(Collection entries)
= = =
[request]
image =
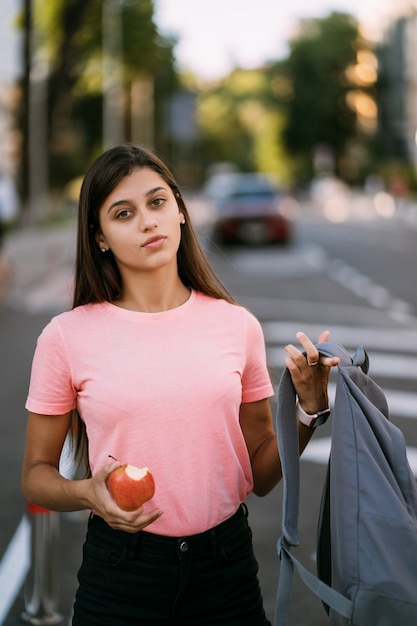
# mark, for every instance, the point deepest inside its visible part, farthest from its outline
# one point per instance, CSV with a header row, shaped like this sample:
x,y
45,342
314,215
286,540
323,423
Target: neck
x,y
153,296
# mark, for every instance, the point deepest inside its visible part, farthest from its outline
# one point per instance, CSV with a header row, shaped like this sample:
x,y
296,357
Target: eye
x,y
158,201
123,214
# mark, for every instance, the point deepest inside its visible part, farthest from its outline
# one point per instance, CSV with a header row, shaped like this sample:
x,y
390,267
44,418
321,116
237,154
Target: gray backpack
x,y
367,528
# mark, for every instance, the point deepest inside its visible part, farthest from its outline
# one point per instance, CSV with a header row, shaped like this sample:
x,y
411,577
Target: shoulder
x,y
80,319
224,311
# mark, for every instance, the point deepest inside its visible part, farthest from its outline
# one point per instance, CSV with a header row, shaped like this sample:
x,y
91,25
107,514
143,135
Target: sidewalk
x,y
39,255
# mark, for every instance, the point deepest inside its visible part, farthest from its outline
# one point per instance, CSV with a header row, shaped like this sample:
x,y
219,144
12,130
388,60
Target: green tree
x,y
317,106
240,123
68,41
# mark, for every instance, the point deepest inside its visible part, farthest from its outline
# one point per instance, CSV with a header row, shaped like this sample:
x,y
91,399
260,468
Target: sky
x,y
217,35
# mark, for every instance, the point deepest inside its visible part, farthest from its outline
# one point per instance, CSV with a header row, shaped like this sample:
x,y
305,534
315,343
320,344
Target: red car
x,y
249,208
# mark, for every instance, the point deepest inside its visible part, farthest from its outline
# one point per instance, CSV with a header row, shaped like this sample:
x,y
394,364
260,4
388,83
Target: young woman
x,y
157,366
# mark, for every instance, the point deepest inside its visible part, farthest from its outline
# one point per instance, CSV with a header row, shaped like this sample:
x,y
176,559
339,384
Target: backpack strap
x,y
287,433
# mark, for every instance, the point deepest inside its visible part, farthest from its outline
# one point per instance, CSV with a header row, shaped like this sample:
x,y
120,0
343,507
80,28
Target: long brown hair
x,y
97,278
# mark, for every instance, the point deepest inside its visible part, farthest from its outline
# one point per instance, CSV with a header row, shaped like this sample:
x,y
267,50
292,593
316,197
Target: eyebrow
x,y
148,193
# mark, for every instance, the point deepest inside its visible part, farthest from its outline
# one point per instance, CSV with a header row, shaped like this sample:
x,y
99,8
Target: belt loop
x,y
132,546
214,542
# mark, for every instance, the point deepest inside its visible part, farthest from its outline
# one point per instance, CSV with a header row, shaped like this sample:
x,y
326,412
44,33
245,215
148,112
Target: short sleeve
x,y
51,391
256,381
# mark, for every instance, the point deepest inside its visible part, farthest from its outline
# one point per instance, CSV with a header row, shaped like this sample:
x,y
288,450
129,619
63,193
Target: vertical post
x,y
41,586
113,88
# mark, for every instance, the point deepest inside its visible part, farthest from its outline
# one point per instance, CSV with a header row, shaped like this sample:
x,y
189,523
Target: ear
x,y
101,242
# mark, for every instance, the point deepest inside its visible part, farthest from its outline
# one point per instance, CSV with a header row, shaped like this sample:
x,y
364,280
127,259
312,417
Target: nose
x,y
148,221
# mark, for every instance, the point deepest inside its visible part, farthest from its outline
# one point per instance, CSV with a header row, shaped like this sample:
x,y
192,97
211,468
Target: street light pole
x,y
113,88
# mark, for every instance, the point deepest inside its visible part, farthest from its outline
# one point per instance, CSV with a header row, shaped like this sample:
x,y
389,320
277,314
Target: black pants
x,y
144,579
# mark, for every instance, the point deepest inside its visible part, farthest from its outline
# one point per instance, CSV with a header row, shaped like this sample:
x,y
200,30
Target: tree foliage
x,y
317,111
69,41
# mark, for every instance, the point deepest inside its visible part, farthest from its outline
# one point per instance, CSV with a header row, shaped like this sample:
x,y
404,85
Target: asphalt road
x,y
347,277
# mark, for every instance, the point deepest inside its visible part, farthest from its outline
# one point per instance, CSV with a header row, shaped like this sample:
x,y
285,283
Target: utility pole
x,y
113,87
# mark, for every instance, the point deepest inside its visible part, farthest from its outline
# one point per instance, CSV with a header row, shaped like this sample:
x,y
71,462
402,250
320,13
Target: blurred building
x,y
10,69
397,88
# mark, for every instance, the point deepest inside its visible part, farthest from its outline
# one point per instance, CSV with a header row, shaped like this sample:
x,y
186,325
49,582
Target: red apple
x,y
131,486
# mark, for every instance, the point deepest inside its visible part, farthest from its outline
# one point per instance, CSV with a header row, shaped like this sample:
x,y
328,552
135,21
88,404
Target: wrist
x,y
312,420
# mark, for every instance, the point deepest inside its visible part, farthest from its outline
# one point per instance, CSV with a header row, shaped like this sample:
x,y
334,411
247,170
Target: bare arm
x,y
261,441
42,483
311,384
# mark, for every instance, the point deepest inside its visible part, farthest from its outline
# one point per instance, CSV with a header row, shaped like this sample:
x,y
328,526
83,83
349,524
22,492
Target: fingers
x,y
311,355
134,521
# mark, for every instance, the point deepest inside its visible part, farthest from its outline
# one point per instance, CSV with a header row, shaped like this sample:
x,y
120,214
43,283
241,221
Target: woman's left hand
x,y
310,372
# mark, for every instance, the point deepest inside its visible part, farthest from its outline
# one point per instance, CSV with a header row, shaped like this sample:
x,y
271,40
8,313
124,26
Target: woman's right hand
x,y
101,502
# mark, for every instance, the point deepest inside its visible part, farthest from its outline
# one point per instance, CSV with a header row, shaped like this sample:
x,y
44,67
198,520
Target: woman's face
x,y
140,222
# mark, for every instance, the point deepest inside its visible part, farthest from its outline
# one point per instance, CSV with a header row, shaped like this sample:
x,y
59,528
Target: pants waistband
x,y
160,543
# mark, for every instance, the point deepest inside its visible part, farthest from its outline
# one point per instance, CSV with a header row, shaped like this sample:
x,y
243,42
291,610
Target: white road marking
x,y
14,567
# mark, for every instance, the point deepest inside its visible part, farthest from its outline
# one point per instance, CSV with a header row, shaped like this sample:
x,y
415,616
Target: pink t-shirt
x,y
161,390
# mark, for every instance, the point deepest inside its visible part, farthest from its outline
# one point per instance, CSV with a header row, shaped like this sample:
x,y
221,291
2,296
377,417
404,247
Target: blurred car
x,y
248,208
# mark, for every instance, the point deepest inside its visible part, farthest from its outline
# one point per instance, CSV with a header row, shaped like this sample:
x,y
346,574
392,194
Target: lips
x,y
154,242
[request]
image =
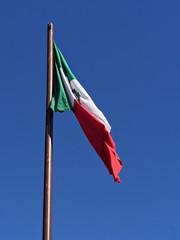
= = =
Required work:
All of the entries above need to be transcribed exactly, except for the pictures.

Response to this task:
[request]
image =
# mark, for every instance, the point deepest inside its visible part, farthest from its outline
# one point per instance, CSV with a header row, shaped like this sample:
x,y
45,342
314,215
286,540
323,423
Target: neck
x,y
153,296
# mark, for every instance, the point deepest inside its visible part, farthest from its outline
# one point per instance, CSV with a header row, shaped like this sample:
x,y
296,357
Target: eye
x,y
158,201
123,214
# mark, for every instance, the point deepest inside its visible part, farthest from its outline
# one point per instance, CSV with a header row, shaped like this sample:
x,y
390,267
44,418
321,116
237,154
Target: gray backpack
x,y
367,528
# mark, for every instance, the point deepest inside its visible part, farthest from its outline
# one point per instance, CSV with a header row, shaped like this sample:
x,y
411,577
Target: shoulder
x,y
80,319
224,311
# mark, for every instance, the point deepest inside its visible part, farthest from its outline
# one point per instance, CSV with a header row, shaped like this sample:
x,y
91,25
107,514
143,135
Target: sidewalk
x,y
39,255
# mark, for every instance, the point deepest inside its visible part, farthest from its outline
# one point per instance, CSV with a header row, shaped like this sample:
x,y
219,144
12,130
388,60
Target: green tree
x,y
317,106
240,123
68,41
# mark, for every instance, the point deepest inside its visible part, farthest from its outline
# one point per instance, CSV with a header row, shaped like this sample:
x,y
91,399
260,468
Target: sky
x,y
217,35
# mark, for every instance, the point deepest inside its visible part, farthest from its outline
# one point per instance, CSV with a header row, shaped like this sample:
x,y
305,534
315,343
320,344
Target: red car
x,y
249,208
# mark, for every instance, the point deepest inside its visible part, farthest from its outline
# one point per instance, CSV with a header row, shaped like this sample:
x,y
394,364
260,4
388,83
Target: young woman
x,y
157,366
# mark, for every instance, the point deepest inside its visible part, farthest from its outline
# one point per instance, CSV with a header row, shaped like this sample:
x,y
176,559
339,384
Target: backpack strap
x,y
287,433
# mark, for every instance, the point deepest inside its visible part, farthest from its outline
# one point per instance, CSV with a header row, shaped like this sample:
x,y
120,0
343,507
80,28
Target: long brown hair
x,y
97,278
# mark, for every instance, the point deepest inside its visible part, farthest from its outline
# one point per instance, CSV with a header row, shaped like this sample:
x,y
267,50
292,593
316,197
Target: eyebrow
x,y
148,193
# mark, for every instance, the point deepest inside its visible part, farthest from its outline
# one point per instance, CSV with a header row, shaped like this sample:
x,y
99,8
Target: belt loop
x,y
132,546
214,542
# mark, for every instance, the point deepest inside its visible part, farthest from its outline
# one point per instance, CSV with a header row, shaped like this sample:
x,y
326,412
44,33
245,215
148,112
Target: short sleeve
x,y
51,391
256,381
# mark, for every instance, the point deepest inside its visible part, farthest from its outline
# one point per instance, CSV with a header row, shaped like this sample:
x,y
288,450
129,619
63,193
Target: vertical post
x,y
41,586
113,88
# mark, for every instance, the point deepest inside its visible part, farthest from its outline
# one point per instance, CSV with a header row, shaped like this sample:
x,y
189,523
Target: ear
x,y
101,242
# mark, for every instance, the point deepest inside its visible part, farthest from its outline
# one point per instance, CSV with a header row, shaped like this sample:
x,y
364,280
127,259
312,417
Target: nose
x,y
148,221
# mark, for every instance, the point deepest inside its visible part, farthest from its outline
# one point per instance, CSV with a header row, shaped like this sample:
x,y
192,97
211,468
Target: street light pole
x,y
113,88
# mark, for every instance, the point deepest inside its visible part, farthest from its outline
# one point per instance, CSV with a header row, shaped like this sample:
x,y
389,320
277,314
Target: black pants
x,y
144,579
# mark, for every instance, the point deepest inside its visible part, farthest from its outline
# one point per instance, CSV with a header row, shaped like this sample:
x,y
200,30
Target: tree foliage
x,y
317,111
69,41
# mark, for every instance, the point deepest inside its visible part, farthest from its outline
# one point per instance, CSV with a header row, shaped like this sample:
x,y
404,85
Target: asphalt road
x,y
347,277
# mark, for every instance, the point deepest inside its visible part, farthest from its outline
# one point per instance, CSV with a header row, shaped like this sample:
x,y
285,283
Target: utility pole
x,y
113,87
# mark, for every instance, the point deepest inside its visible part, farthest from its outline
# one point per instance, CSV with a header row, shaped like this sample:
x,y
71,462
402,250
320,13
Target: blurred building
x,y
10,69
397,88
# mark, for every instance, the point deepest inside its visible part, farthest from its outline
# one point per instance, CSV with a header row, shaped like this sample:
x,y
186,325
49,582
Target: red apple
x,y
131,486
# mark, for every instance, the point deepest inside its visible part, farthest from its outline
# one point per instance, CSV with a header row, shaped like this sample:
x,y
328,552
135,21
88,404
Target: wrist
x,y
312,420
# mark, for every instance, the point deepest inside its visible part, farthest from its outline
# one point per instance, CSV with a header row, shaped like this sample:
x,y
334,411
247,170
Target: bare arm
x,y
261,441
42,483
311,384
# mark, for every instance, the point deepest inside its visible part, farthest from its outline
# one point per instance, CSV with a header row, shaped like this sample:
x,y
328,526
83,83
349,524
22,492
Target: fingers
x,y
311,355
134,521
# mark, for every instance, the point deepest inside its visible part, farthest from its outline
# one point per instance, CSV with a header row, shaped like this sample:
x,y
120,214
43,283
241,221
Target: woman's left hand
x,y
310,372
# mark, for every instance, the point deepest inside its visible part, farthest from its outline
# one point per instance, CSV with a header row, shaped like this sample:
x,y
271,40
8,313
124,26
Target: woman's right hand
x,y
101,502
# mark, for every instance, the point deepest inside its visible part, farthest from its outline
# one point per instance, CSV with a header row, shaped like this sample:
x,y
44,67
198,520
Target: woman's face
x,y
140,222
# mark, for every instance, the point deepest inside its visible part, farthest from its outline
# one point per instance, CSV with a header row, shaped like this sample:
x,y
59,528
Target: pants waistband
x,y
160,543
# mark, for every instance, the point deepest inside its visible part, farthest from its outline
# one point per instance, CSV with a header row, shaped like this sample:
x,y
243,42
291,610
Target: white road marking
x,y
14,567
# mark, for every instance, the point deepest inside its visible part, farthest from its outline
# one point per instance, CSV with a header row, shaped like this sample:
x,y
415,616
Target: pink t-shirt
x,y
161,390
# mark, for every instance, the point deepest inside its visible part, farthest from its outline
# one point per instance, CSV with a header row, shaped like this sample:
x,y
221,291
2,296
377,417
404,247
Target: blurred car
x,y
248,208
# mark, for every instance, the point deepest inside its visible part, farthest from its outline
# one point per instance, CSV with a header row, shaped like this sample:
x,y
346,574
392,194
Target: lips
x,y
154,242
[request]
image =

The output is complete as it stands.